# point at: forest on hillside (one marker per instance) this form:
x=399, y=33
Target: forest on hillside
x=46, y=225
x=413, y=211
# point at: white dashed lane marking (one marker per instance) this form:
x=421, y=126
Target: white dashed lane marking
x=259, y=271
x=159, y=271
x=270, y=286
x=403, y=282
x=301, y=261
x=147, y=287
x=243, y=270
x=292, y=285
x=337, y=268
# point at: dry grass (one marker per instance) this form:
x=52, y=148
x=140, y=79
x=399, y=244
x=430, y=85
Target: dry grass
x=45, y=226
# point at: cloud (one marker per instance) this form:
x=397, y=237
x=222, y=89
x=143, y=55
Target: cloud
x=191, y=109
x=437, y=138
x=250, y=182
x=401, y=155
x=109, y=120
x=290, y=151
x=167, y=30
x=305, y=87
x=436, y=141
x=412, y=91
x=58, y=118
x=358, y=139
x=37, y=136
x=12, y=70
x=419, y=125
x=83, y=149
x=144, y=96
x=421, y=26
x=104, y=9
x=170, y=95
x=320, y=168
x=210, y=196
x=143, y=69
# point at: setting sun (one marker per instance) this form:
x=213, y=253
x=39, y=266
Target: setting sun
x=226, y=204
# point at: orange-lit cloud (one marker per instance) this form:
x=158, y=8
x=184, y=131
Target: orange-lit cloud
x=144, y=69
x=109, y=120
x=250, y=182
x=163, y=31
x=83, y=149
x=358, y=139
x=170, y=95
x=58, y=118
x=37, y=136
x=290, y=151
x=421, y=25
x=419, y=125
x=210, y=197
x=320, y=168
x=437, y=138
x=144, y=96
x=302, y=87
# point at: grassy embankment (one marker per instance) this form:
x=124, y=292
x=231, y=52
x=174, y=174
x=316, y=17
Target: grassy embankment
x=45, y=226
★ ★ ★
▶ [Work required]
Each line in the listing above that contains "marker" should be copied.

▶ [Task answer]
# point at: forest on hillside (one marker per instance) this form:
# point at: white dashed lane marking (one marker per instance) this form:
# point at: dry grass (one marker per instance) this form:
# point at: cloud (one marker per instance) this form:
# point at: setting sun (one marker per instance) this form:
# point at: orange-lit cloud (one marker per instance) this form:
# point at: grassy embankment (one marker per instance) this form:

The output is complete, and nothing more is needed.